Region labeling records
* START *

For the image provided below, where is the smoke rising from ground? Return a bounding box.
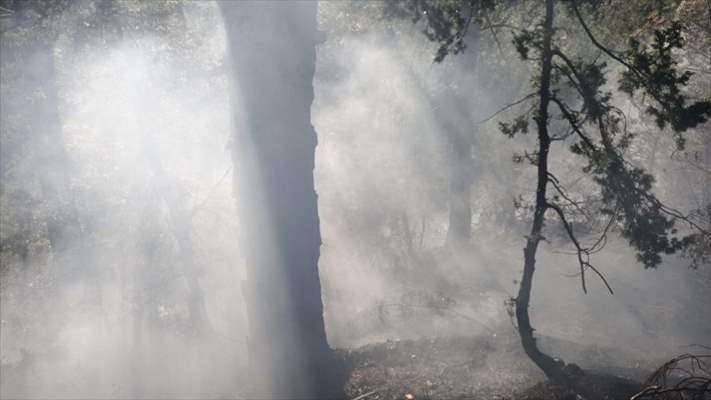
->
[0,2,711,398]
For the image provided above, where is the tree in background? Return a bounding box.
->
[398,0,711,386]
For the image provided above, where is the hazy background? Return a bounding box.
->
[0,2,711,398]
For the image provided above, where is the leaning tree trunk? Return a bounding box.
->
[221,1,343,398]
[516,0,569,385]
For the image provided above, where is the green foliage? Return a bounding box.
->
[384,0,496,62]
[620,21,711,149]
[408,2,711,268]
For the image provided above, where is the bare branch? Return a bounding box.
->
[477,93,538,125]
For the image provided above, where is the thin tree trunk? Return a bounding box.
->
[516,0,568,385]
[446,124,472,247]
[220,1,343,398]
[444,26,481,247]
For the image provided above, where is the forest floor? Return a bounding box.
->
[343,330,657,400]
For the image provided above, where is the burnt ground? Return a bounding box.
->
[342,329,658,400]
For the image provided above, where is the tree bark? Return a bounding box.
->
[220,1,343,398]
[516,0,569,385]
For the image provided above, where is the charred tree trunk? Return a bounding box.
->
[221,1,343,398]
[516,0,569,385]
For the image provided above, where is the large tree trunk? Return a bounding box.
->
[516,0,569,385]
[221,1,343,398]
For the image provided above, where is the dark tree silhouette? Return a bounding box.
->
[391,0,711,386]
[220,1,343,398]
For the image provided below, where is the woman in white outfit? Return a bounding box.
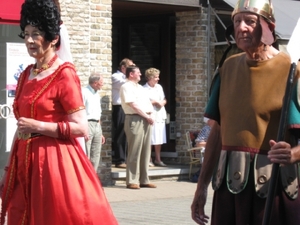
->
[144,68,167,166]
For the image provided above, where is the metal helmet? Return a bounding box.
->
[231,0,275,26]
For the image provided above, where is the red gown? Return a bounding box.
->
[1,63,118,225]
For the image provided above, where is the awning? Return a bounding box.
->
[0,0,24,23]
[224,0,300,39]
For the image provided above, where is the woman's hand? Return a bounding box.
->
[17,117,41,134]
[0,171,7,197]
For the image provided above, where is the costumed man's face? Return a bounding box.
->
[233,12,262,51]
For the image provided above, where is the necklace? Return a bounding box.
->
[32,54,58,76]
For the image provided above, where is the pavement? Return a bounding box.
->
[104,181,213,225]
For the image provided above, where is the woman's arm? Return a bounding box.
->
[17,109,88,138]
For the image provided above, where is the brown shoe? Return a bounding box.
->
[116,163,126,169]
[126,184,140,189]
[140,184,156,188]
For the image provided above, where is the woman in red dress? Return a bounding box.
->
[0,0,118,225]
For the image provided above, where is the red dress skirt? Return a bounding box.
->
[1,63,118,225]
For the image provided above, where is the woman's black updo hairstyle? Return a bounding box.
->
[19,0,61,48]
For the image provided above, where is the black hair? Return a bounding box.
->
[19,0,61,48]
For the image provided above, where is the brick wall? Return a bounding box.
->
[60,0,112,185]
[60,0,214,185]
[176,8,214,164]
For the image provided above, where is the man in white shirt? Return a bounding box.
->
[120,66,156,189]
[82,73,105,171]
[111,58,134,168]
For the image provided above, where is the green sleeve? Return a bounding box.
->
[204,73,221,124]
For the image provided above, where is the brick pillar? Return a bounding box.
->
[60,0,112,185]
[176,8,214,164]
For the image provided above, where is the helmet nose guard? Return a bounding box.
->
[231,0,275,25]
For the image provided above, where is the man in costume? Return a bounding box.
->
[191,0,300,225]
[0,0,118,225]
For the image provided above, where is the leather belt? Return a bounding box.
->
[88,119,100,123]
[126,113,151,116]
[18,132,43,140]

* END *

What you are asked to do:
Recast every line of the entries above as a Markdown table with two columns, Row for the row number and Line for the line, skipping any blank lines. Leave the pictures out of the table.

Exercise solution:
| Row | Line |
|---|---|
| 1 | For the image provided below, where is the smoke rising from ground? Return a bounding box. |
| 2 | -> |
| 3 | [0,2,711,398] |
| 4 | For the image provided above, where is the tree in background? Return a bounding box. |
| 5 | -> |
| 6 | [398,0,711,386] |
| 7 | For the image provided above, where is the hazy background? Return a bounding box. |
| 8 | -> |
| 9 | [0,2,711,398] |
| 10 | For the image provided above, where is the leaning tree trunk? Return a bounding box. |
| 11 | -> |
| 12 | [221,1,343,398] |
| 13 | [516,0,569,385] |
| 14 | For the image provided above, where is the green foliage? Return a bounding box. |
| 15 | -> |
| 16 | [384,0,496,62] |
| 17 | [620,21,711,149] |
| 18 | [408,2,711,268] |
| 19 | For the image provided above, where is the bare branch? Return a bounding box. |
| 20 | -> |
| 21 | [477,93,538,125] |
| 22 | For the image provided above, where is the thin tree trunk? Return a bounding box. |
| 23 | -> |
| 24 | [516,0,568,385] |
| 25 | [446,124,472,247] |
| 26 | [220,1,343,398] |
| 27 | [444,26,481,247] |
| 28 | For the image provided above, where is the forest floor? Return a bounding box. |
| 29 | -> |
| 30 | [343,330,657,400] |
| 31 | For the image provided above, where is the burnt ground? Return a bounding box. |
| 32 | -> |
| 33 | [342,329,658,400] |
| 34 | For the image provided above, where is the tree bark? Return a bounding box. |
| 35 | -> |
| 36 | [220,1,343,398] |
| 37 | [516,0,569,385] |
| 38 | For the image provided above, where is the charred tree trunk? Return a bounding box. |
| 39 | -> |
| 40 | [221,1,343,398] |
| 41 | [516,0,569,385] |
| 42 | For the image provided above, where is the large tree trunk? Return a bounding box. |
| 43 | -> |
| 44 | [516,0,569,385] |
| 45 | [221,1,343,398] |
| 46 | For the image provided above, where is the dark tree silhouette? Return a bounding box. |
| 47 | -> |
| 48 | [391,0,711,386] |
| 49 | [220,1,343,398] |
| 50 | For the image provided below, where is the woman in white outfit? Return a bounding box. |
| 51 | -> |
| 52 | [144,68,167,166] |
| 53 | For the image provided above, where is the metal helmet? Return a bounding box. |
| 54 | -> |
| 55 | [231,0,275,26] |
| 56 | For the image provided above, where is the red gown? Return a bounding box. |
| 57 | -> |
| 58 | [1,63,118,225] |
| 59 | For the image provided above, where is the awning? Return a bounding box. |
| 60 | -> |
| 61 | [0,0,24,23] |
| 62 | [224,0,300,39] |
| 63 | For the image provided above, where is the woman's hand? Return a bounding box. |
| 64 | -> |
| 65 | [17,117,41,134] |
| 66 | [0,171,7,197] |
| 67 | For the image provided above, where is the costumed man's face? Return a bounding box. |
| 68 | -> |
| 69 | [233,12,262,51] |
| 70 | For the image provided above, where is the necklace? Return a bounding box. |
| 71 | -> |
| 72 | [32,54,58,76] |
| 73 | For the image provided above, where is the pavement? Return a bounding box. |
| 74 | -> |
| 75 | [104,181,213,225] |
| 76 | For the image provided above, where is the woman's arm? Return a bounding box. |
| 77 | -> |
| 78 | [17,109,88,138] |
| 79 | For the image provided above, where is the brown shoe? Return a bounding box. |
| 80 | -> |
| 81 | [116,163,126,169] |
| 82 | [126,184,140,189] |
| 83 | [140,184,156,188] |
| 84 | For the image provided above, where is the woman in red dress? Return a bounding box. |
| 85 | -> |
| 86 | [0,0,118,225] |
| 87 | For the image provided above, where is the red dress skirt? Return a bounding box. |
| 88 | -> |
| 89 | [1,63,118,225] |
| 90 | For the image provided above, where is the woman's black updo hairstyle? Return a bounding box. |
| 91 | -> |
| 92 | [19,0,61,48] |
| 93 | For the image provided above, where is the black hair? Return a bounding box. |
| 94 | -> |
| 95 | [19,0,61,48] |
| 96 | For the image provided above, where is the brick wall? Return a bounding box. |
| 97 | -> |
| 98 | [60,0,112,185] |
| 99 | [60,0,214,185] |
| 100 | [176,8,214,164] |
| 101 | For the image provided above, where is the man in white shirt? Return a bounding box. |
| 102 | -> |
| 103 | [120,66,156,189] |
| 104 | [82,73,105,171] |
| 105 | [111,58,134,168] |
| 106 | For the image provided above, where is the green sleeve? Return a bounding box. |
| 107 | -> |
| 108 | [204,73,221,124] |
| 109 | For the image provided above, where is the brick pillar? Return a bounding box. |
| 110 | -> |
| 111 | [60,0,112,185] |
| 112 | [176,8,214,164] |
| 113 | For the image provided above, where is the helmet nose guard? Return a bounding box. |
| 114 | -> |
| 115 | [231,0,275,25] |
| 116 | For the image provided above, where is the man in costume? Return a bounding box. |
| 117 | -> |
| 118 | [191,0,300,225] |
| 119 | [0,0,118,225] |
| 120 | For the image provided above, where is the leather belt? Return a bounding box. |
| 121 | -> |
| 122 | [88,119,100,123] |
| 123 | [126,113,151,116] |
| 124 | [18,132,43,140] |